TASK TO CARRY OUT – Can you add 50 to every coordinate in the answers and write out the data from its start through the line containing "[(99, 229), (58, 12)]", both ends included, with all other lines unchanged and the pictures left out?

[Object-pointing dataset rows]
··········

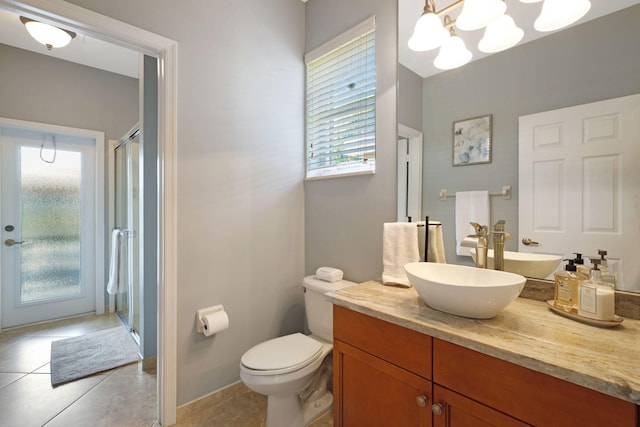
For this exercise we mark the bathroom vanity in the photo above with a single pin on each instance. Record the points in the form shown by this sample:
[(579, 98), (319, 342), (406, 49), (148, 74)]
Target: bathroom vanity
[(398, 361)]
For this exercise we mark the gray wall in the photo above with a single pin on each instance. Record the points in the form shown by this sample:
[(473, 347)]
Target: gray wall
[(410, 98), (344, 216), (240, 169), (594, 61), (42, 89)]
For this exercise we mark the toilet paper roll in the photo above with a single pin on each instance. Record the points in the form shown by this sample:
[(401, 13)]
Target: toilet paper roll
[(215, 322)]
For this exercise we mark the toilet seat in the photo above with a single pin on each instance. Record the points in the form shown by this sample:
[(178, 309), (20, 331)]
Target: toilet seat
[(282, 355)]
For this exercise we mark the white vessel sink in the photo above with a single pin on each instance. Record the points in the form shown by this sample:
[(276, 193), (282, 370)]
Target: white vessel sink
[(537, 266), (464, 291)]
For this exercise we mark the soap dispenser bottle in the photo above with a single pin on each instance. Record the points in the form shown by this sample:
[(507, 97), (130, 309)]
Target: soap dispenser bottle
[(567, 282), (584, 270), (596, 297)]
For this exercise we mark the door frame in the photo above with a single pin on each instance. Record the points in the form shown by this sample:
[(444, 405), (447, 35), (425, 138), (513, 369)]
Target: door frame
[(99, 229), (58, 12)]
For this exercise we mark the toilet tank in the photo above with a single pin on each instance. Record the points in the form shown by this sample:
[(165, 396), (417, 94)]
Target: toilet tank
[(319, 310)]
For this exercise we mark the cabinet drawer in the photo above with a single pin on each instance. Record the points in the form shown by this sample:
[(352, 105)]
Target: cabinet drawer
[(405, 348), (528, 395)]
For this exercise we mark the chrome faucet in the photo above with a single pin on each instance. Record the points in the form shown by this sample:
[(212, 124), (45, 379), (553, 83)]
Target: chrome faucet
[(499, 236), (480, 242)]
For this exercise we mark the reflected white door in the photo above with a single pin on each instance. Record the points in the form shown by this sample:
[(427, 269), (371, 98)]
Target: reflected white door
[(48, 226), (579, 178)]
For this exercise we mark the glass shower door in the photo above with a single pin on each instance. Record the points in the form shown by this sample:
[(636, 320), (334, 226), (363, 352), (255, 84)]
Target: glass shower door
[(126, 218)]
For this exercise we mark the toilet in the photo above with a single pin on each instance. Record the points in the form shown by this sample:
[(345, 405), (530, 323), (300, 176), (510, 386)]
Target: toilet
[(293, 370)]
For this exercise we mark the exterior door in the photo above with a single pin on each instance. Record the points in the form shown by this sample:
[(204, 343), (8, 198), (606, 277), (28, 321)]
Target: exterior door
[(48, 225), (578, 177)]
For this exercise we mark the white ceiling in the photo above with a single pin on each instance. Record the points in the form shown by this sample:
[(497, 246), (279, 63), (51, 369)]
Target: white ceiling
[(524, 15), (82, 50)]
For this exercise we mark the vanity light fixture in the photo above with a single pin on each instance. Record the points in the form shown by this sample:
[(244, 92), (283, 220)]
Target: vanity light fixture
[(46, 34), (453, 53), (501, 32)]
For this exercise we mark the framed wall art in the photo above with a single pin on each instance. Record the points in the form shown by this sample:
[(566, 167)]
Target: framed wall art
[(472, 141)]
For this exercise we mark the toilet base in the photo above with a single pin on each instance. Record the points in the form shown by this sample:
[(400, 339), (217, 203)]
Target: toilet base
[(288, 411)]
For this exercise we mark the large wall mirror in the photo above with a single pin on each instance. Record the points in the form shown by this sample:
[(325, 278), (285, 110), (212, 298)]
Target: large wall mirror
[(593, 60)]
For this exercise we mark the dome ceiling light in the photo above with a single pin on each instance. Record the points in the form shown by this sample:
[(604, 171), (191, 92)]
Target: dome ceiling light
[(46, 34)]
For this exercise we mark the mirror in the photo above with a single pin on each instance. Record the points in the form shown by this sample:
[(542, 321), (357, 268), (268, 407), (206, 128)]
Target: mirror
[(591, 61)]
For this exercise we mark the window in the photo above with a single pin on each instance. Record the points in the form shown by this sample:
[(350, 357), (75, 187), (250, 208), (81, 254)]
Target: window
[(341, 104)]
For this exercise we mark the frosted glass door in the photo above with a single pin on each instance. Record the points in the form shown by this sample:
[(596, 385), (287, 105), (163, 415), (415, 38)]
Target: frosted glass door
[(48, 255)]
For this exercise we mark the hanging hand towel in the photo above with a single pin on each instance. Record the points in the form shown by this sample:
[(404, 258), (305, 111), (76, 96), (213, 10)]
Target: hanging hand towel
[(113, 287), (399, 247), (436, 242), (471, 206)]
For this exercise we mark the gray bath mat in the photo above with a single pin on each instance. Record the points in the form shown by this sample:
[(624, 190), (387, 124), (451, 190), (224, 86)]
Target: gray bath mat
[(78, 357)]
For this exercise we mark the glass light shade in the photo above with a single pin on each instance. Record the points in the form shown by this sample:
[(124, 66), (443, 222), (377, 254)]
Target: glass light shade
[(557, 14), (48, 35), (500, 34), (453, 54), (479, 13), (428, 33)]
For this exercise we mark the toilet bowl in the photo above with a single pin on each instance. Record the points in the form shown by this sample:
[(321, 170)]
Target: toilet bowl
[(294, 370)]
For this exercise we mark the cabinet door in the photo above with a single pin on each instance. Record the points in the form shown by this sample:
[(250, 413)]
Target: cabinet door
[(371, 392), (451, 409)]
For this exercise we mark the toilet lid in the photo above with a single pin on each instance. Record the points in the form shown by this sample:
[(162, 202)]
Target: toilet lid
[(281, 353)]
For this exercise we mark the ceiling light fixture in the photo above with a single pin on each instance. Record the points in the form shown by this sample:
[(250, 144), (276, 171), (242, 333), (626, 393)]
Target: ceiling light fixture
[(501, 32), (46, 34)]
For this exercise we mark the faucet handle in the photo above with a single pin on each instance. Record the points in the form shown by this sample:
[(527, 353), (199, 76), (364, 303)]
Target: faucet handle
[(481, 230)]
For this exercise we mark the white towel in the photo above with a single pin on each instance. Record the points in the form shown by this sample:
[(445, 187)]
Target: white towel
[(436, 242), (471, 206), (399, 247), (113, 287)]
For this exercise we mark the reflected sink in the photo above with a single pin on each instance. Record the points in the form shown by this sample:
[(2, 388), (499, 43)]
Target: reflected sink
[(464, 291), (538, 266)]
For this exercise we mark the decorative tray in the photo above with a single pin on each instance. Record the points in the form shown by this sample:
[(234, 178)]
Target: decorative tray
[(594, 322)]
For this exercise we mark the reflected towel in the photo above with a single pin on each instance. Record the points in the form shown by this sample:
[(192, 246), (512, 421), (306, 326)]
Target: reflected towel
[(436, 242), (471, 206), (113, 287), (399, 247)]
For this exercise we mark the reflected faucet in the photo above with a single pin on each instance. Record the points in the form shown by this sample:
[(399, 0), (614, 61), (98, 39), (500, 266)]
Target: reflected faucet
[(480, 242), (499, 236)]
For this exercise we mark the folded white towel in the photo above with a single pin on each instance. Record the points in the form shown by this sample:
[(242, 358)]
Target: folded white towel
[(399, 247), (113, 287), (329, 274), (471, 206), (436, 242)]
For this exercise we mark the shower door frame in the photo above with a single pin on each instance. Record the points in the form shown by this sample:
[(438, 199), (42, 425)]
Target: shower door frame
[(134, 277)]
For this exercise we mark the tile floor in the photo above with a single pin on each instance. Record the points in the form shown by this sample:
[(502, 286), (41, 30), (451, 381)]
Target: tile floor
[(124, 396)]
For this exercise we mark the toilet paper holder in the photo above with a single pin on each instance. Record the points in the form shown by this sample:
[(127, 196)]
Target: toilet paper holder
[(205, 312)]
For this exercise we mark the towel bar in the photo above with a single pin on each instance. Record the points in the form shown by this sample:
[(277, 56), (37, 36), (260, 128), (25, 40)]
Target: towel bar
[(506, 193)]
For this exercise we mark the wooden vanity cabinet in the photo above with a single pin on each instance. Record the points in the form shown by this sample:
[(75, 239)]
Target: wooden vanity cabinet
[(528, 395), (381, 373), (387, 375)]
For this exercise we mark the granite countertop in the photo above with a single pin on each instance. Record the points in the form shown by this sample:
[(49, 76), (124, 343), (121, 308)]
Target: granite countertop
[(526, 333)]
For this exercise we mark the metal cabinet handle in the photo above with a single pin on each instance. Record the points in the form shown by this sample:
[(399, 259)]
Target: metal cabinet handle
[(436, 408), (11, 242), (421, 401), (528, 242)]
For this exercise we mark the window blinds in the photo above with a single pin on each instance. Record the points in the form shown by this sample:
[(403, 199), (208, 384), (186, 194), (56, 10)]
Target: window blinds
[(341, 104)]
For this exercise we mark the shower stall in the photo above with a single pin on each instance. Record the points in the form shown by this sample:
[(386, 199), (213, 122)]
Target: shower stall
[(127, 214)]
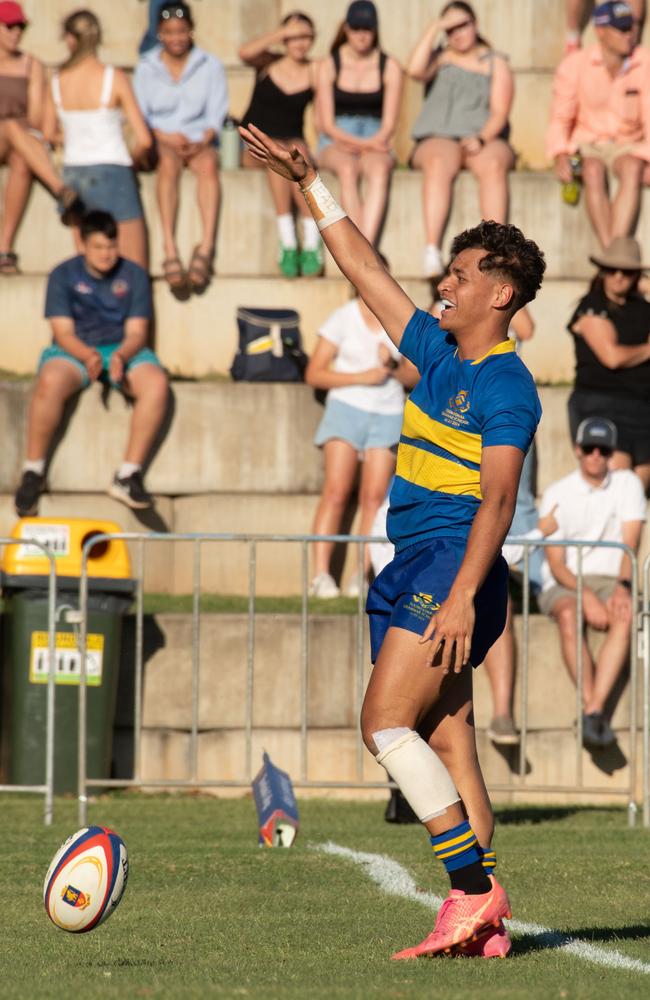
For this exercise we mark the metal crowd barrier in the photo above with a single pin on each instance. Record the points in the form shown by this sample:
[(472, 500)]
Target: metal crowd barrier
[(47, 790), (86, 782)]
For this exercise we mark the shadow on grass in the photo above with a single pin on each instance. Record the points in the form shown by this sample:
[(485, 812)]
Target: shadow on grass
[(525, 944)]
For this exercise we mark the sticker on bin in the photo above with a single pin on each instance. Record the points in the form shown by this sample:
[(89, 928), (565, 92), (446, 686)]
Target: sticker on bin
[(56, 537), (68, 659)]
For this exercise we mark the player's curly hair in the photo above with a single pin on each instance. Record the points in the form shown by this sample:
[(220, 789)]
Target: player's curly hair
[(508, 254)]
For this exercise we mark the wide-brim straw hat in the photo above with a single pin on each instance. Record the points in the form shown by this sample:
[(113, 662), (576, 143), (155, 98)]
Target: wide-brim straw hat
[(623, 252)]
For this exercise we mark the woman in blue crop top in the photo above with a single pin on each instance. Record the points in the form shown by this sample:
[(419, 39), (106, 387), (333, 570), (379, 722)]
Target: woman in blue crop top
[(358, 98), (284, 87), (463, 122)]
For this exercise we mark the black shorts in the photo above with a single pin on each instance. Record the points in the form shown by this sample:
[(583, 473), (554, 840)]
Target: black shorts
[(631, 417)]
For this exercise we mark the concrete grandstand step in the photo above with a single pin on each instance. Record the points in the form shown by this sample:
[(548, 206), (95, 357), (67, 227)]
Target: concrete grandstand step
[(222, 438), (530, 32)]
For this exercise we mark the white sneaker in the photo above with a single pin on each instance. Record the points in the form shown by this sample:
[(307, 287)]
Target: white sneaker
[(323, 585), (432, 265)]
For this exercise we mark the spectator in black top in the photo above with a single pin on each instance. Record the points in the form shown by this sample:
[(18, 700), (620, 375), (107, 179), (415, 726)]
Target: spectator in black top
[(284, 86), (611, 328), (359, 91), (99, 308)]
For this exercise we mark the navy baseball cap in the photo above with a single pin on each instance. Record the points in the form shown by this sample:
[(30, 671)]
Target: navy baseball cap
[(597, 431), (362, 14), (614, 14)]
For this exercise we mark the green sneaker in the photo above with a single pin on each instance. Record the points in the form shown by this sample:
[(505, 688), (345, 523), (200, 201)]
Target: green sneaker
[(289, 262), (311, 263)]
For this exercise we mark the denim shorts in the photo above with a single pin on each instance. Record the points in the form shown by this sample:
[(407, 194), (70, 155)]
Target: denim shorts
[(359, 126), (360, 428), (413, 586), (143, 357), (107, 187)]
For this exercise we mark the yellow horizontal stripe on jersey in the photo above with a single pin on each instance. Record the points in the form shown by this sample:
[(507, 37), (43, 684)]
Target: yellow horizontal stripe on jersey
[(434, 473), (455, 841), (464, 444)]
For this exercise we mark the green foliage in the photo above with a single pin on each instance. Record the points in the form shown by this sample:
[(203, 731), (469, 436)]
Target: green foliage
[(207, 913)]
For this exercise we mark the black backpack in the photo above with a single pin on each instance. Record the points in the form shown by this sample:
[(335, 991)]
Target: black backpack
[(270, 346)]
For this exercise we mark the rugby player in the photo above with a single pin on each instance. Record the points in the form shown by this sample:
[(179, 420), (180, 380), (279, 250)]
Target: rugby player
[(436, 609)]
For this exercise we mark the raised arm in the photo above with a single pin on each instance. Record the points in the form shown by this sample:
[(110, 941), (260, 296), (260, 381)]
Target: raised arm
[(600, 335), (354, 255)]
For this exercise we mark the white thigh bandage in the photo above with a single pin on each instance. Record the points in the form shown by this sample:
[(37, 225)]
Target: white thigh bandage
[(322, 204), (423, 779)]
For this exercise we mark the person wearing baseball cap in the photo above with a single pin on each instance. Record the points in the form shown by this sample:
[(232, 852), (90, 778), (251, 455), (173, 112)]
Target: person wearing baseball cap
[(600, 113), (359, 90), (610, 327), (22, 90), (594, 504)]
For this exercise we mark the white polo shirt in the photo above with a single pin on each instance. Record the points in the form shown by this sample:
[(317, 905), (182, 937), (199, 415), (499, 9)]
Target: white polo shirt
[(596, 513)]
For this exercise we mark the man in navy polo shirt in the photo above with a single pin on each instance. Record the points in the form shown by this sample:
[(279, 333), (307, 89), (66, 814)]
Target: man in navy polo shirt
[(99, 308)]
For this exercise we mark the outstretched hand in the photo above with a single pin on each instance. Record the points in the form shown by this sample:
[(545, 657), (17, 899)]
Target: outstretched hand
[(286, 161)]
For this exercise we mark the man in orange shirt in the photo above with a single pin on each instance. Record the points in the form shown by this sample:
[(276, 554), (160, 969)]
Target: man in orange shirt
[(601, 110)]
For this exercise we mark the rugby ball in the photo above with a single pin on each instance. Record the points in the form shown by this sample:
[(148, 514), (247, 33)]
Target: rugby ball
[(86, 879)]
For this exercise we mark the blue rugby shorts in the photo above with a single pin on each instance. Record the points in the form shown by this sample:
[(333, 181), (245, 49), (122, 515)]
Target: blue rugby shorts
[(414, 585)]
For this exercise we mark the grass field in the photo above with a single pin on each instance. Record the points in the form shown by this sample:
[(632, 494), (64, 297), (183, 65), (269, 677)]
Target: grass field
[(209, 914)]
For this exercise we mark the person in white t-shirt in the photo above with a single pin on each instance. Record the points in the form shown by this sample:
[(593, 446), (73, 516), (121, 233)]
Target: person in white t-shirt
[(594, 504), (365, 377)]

··········

FULL RESPONSE –
For this exercise we mark the bathroom vanity in the photo above with a single pin on each instance. Record the points in the form shown by this sample:
[(579, 98), (319, 342), (406, 49), (148, 74)]
Target: bathroom vanity
[(448, 411)]
For this exercise we mark the gray wall in the photo above with a single pin on each instance. Record the points in the form shown by this sample:
[(473, 347)]
Target: gray wall
[(460, 148), (394, 266), (290, 219), (644, 111), (92, 139)]
For this exercise we mark the toilet paper roll in the photo above with a single pin on each instance. Record the points in the form shown by this sample:
[(401, 13)]
Target: toilet paper roll
[(265, 372)]
For this exercise we mark the toilet seat in the photo above with a single pin on each instance. Record the points in the form shown by this sample:
[(178, 309), (20, 331)]
Target: toilet seat
[(332, 405)]
For this exercise we mark the white vessel sink in the photo above with a single pin on each instance. Record the points in the form shown by this sample:
[(276, 193), (282, 370)]
Target: white vessel sink
[(587, 316), (514, 341)]
For this exercise we mark the soap dispenser bottle in the photo above with a single pin on each instance. Record the points in the form shown by this sample:
[(507, 97), (130, 309)]
Target: soap dispenser bottle
[(617, 332), (634, 320), (646, 347)]
For this exercise we mark the door frame in the photo above with a single pin on each instance. Record the points in the form shown by this sample:
[(444, 405), (447, 35), (425, 138), (513, 369)]
Target: door frame
[(149, 279), (108, 62)]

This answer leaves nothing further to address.